+++ Records supplied

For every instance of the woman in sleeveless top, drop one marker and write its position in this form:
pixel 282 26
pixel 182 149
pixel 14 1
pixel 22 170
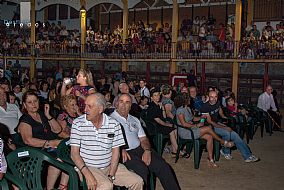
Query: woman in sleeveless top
pixel 40 129
pixel 84 87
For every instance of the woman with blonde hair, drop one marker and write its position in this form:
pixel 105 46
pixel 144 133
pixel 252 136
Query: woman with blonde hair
pixel 84 87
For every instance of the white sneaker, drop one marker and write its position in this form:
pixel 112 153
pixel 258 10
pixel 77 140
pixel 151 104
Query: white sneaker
pixel 226 156
pixel 252 158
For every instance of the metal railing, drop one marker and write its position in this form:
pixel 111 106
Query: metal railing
pixel 183 49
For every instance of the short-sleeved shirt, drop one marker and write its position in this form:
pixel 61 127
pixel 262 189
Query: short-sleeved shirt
pixel 3 163
pixel 10 116
pixel 166 101
pixel 212 110
pixel 133 129
pixel 184 133
pixel 96 144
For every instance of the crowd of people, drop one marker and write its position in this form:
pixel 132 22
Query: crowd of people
pixel 197 37
pixel 102 118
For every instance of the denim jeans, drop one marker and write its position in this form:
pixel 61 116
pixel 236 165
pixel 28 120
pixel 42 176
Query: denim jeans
pixel 233 136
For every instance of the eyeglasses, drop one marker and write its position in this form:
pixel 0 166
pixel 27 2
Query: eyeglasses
pixel 132 126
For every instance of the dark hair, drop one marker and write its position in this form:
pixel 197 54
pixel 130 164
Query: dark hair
pixel 229 98
pixel 29 93
pixel 6 137
pixel 181 100
pixel 42 83
pixel 166 89
pixel 154 90
pixel 10 94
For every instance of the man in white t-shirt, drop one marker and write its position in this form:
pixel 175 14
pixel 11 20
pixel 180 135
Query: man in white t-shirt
pixel 95 140
pixel 138 156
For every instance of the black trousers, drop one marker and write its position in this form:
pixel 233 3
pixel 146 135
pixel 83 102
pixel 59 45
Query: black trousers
pixel 277 118
pixel 158 166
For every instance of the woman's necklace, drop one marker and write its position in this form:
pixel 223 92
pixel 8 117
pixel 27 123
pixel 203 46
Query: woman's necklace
pixel 38 119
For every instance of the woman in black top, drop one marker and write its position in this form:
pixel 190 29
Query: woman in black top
pixel 39 129
pixel 155 115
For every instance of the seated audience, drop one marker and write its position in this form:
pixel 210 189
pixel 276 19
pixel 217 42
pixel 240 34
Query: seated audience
pixel 139 156
pixel 9 113
pixel 70 111
pixel 213 111
pixel 186 119
pixel 156 114
pixel 39 129
pixel 98 160
pixel 84 87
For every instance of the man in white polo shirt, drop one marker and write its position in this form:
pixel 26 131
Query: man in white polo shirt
pixel 9 113
pixel 139 157
pixel 95 140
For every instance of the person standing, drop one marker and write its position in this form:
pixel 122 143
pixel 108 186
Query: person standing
pixel 266 103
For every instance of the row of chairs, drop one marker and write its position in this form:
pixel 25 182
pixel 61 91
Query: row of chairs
pixel 247 126
pixel 243 126
pixel 195 144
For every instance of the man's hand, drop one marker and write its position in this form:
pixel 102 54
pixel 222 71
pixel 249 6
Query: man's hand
pixel 78 93
pixel 146 157
pixel 228 129
pixel 125 156
pixel 91 181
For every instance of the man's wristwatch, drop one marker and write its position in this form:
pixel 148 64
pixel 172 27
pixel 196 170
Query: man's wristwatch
pixel 111 178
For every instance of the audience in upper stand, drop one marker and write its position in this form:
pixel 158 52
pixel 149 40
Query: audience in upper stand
pixel 203 35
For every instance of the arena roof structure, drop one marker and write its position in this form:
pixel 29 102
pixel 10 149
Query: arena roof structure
pixel 40 4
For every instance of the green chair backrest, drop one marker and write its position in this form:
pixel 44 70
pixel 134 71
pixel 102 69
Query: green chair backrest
pixel 4 184
pixel 26 164
pixel 64 151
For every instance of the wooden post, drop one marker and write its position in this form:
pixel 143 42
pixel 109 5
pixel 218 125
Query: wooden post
pixel 238 25
pixel 265 76
pixel 33 41
pixel 175 25
pixel 250 12
pixel 125 31
pixel 83 17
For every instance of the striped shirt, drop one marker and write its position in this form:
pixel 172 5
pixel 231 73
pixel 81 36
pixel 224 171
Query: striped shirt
pixel 96 144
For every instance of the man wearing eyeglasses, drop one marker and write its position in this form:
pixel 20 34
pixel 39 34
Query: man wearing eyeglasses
pixel 266 103
pixel 139 156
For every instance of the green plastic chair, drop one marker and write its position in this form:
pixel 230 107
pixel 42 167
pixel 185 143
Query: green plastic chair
pixel 4 184
pixel 194 144
pixel 26 164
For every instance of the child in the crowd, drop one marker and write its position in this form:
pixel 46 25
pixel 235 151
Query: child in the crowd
pixel 232 106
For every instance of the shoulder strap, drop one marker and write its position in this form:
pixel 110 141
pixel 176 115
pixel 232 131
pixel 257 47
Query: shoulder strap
pixel 126 146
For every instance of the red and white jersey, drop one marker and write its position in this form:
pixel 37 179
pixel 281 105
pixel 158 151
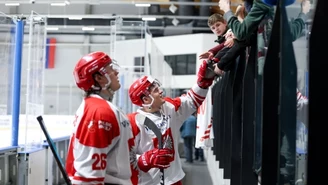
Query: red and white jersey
pixel 171 117
pixel 101 146
pixel 204 131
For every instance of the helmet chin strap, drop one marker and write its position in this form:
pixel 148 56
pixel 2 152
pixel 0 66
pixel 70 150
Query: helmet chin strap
pixel 107 88
pixel 148 106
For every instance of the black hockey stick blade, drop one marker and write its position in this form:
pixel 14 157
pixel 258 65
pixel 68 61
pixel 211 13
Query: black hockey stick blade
pixel 54 150
pixel 152 126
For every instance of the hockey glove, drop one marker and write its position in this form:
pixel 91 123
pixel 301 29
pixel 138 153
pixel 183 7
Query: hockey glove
pixel 205 75
pixel 156 158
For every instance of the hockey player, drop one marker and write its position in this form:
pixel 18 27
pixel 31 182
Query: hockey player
pixel 101 145
pixel 168 114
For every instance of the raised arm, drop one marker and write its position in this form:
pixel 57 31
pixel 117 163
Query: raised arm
pixel 251 21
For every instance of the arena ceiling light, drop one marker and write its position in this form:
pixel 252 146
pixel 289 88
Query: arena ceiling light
pixel 88 28
pixel 142 5
pixel 52 28
pixel 75 18
pixel 11 4
pixel 58 4
pixel 149 18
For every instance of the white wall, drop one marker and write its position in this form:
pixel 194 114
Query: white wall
pixel 62 97
pixel 185 44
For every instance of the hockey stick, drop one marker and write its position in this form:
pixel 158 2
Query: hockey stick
pixel 54 150
pixel 152 126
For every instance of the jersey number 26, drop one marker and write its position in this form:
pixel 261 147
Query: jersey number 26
pixel 100 161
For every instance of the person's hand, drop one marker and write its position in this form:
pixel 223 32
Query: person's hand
pixel 218 71
pixel 206 55
pixel 225 5
pixel 205 75
pixel 305 6
pixel 156 158
pixel 228 34
pixel 229 42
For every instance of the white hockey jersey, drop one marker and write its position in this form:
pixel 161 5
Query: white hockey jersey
pixel 204 131
pixel 101 146
pixel 173 113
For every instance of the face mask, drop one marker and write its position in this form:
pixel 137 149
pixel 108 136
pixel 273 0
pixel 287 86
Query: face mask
pixel 248 5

++++++

## Task item
Give back the records above exactly, limited to the lines between the one holding "pixel 102 69" and the one holding "pixel 218 125", inclusive.

## Exercise solution
pixel 102 69
Query: green chair backrest
pixel 4 184
pixel 26 164
pixel 64 151
For every instance of the wooden post, drop one marker and write its position in this form:
pixel 143 42
pixel 109 5
pixel 218 125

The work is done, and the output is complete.